- _READING PASSAGE_:

☆ ☆ ☆ ☆

Released at: 09:05, 17/05/2019

Dialogue discusses roadmap to universal health coverage

Photo: Tram Nguyen

Initiated by health ministry, dialogue held on May 16 in Hanoi.

by Thu Hoang

The Primary Healthcare Partnership Dialogue, initiated by the Ministry of Health in cooperation with the World Economic Forum (WEF), the Harvard Medical School Center for Primary Care, and Novartis, took place in Hanoi on May 16.

The dialogue was held ahead of the 72nd World Health Assembly in Geneva from May 20 to 28 and the UN General Assembly in New York in September, with the key theme of Universal Health Coverage (UHC).

“Vietnam is committed to achieving UHC by 2030,” said Deputy Minister of Health, Associate Professor Nguyen Truong Son. “We have already achieved great success in achieving most of the Millennium Development Goals, and we wish to continue this by achieving the Sustainable Development Goals, particularly in health.”

Committed partners discussed the formation of a Working Group for Primary Healthcare Transformation, under the existing Health Partnership Group mechanism. This is a public-private partnership between the Ministry of Health, Harvard Medical School, the WEF, and Novartis, to help strengthen primary healthcare to achieve UHC in Vietnam.

Vietnam is poised to build on its exceptional track record of improving population health and accelerate towards an unprecedented level of access to high quality care for all of its citizens, according Dr. Andrew Ellner, Director of the Harvard Medical School Program in Global Primary Care & Social Change.

“With its extraordinary commitment to equity and strengthening the frontlines of healthcare delivery, we’re excited to support this effort to transform the safety, quality, and experience of primary healthcare, by bringing international best practices to how primary healthcare teams are organized and digital tools leveraged,” he said.

☆ ☆ ☆ ☆

- _EXPLORE THE MATERIAL_:
[A] Reproduce the health coverage article word for word from "The Primary Healthcare" to "Health Coverage (UHC).".
[B] Continue the health coverage article from the point at which it stops.
The listing is not required for working with the health coverage article.

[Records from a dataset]
☆ ☆ ☆ ☆

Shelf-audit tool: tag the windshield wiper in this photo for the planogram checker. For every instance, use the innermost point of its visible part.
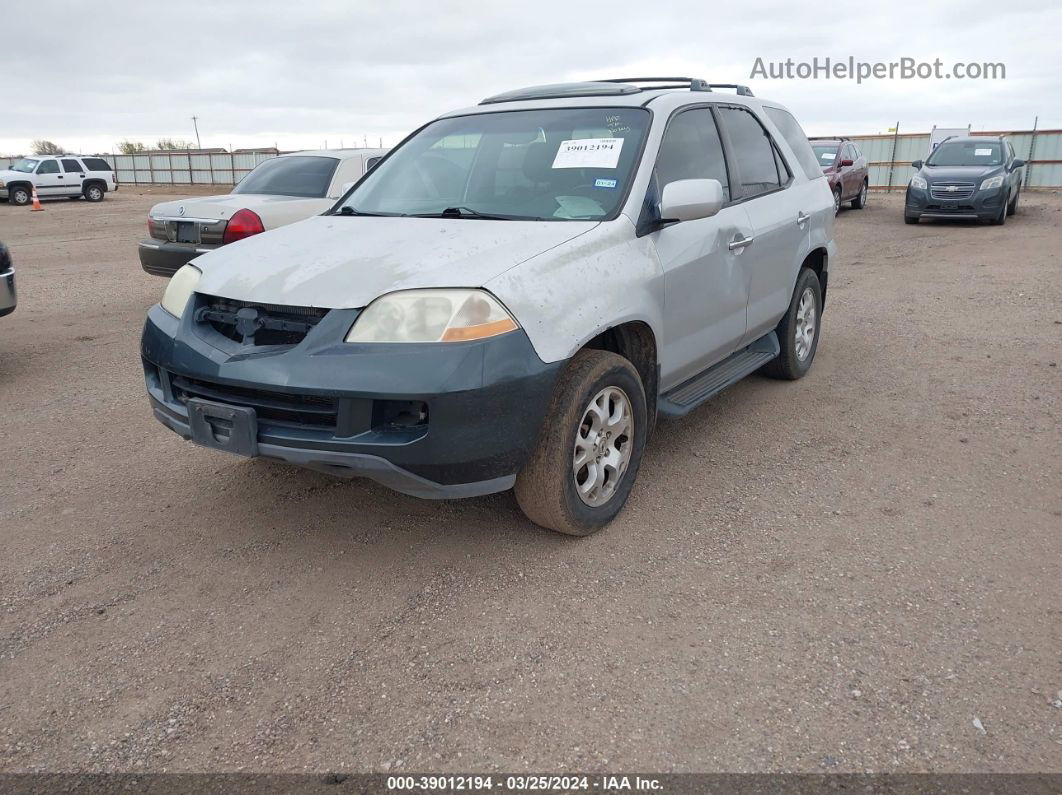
(463, 212)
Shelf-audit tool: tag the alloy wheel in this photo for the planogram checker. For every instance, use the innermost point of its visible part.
(804, 331)
(604, 442)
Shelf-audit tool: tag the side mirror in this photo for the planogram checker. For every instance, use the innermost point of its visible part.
(689, 200)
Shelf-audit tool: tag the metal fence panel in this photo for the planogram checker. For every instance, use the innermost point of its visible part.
(890, 158)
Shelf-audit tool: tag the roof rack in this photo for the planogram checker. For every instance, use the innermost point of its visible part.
(694, 84)
(740, 90)
(611, 87)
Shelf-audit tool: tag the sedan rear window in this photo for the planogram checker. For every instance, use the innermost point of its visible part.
(306, 176)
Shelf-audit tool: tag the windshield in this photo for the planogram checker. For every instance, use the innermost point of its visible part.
(826, 154)
(300, 175)
(552, 165)
(966, 153)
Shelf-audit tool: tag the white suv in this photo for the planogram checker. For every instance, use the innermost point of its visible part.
(68, 176)
(512, 297)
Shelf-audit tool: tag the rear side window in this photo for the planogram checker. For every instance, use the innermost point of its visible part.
(97, 163)
(797, 140)
(306, 176)
(691, 150)
(757, 165)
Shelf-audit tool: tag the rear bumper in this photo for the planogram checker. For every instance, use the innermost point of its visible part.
(981, 206)
(7, 297)
(483, 402)
(160, 258)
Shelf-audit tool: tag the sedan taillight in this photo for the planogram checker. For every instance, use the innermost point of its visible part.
(242, 224)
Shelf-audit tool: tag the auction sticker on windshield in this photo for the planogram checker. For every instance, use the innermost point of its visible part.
(588, 153)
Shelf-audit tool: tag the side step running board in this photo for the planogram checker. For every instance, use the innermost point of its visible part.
(688, 395)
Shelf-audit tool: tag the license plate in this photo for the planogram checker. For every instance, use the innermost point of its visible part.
(230, 428)
(187, 231)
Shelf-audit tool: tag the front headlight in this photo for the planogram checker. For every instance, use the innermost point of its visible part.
(180, 290)
(432, 315)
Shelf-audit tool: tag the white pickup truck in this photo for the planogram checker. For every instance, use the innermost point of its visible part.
(278, 191)
(68, 176)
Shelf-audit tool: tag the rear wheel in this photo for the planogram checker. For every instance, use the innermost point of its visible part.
(580, 474)
(799, 330)
(859, 202)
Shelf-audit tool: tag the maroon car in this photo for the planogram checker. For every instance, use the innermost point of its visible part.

☆ ☆ ☆ ☆

- _SET OF ANSWERS_:
[A]
The Primary Healthcare Partnership Dialogue, initiated by the Ministry of Health in cooperation with the World Economic Forum (WEF), the Harvard Medical School Center for Primary Care, and Novartis, took place in Hanoi on May 16.

The dialogue was held ahead of the 72nd World Health Assembly in Geneva from May 20 to 28 and the UN General Assembly in New York in September, with the key theme of Universal Health Coverage (UHC).

[B]
Multi-stakeholder collaborations are seen as an integral part of Novartis’s business model, said Dr. Harald Nusser, Head of Novartis Social Business. “Building on our ongoing work in Vietnam and the Asian region, we are keen to bring our expertise into this new partnership,” he went on. “I believe Novartis can support the government in helping strengthen primary care and contribute to measuring the impact the new model will have on the quality of care delivered to Vietnamese patients.”

With many achievements over the years, Vietnam is seen as a leader in UHC, according to Dr. Dessislava Dimitrova, Practice Lead, Health Systems Transformation, at the WEF. “We believe Vietnam is setting a great example in working together with companies, civil society, and academia to achieve affordable, high quality universal health care,” she said. “The role of the WEF as a neutral platform to enable this type of multi-stakeholder partnership is very important, as governments increasingly need to work with the private sector and other stakeholders to support the transformation of their health systems.”

In addition to discussing public-private partnerships to help strengthen primary healthcare to achieve UHC in Vietnam, the dialogue also gained consensus around a shared vision for primary healthcare transformation in Vietnam and alignment with the Ministry of Health’s strategies and priorities and planned activities to complement and strengthen the ministry’s existing demonstration projects and initiatives for primary care transformation in 30 cities and provinces.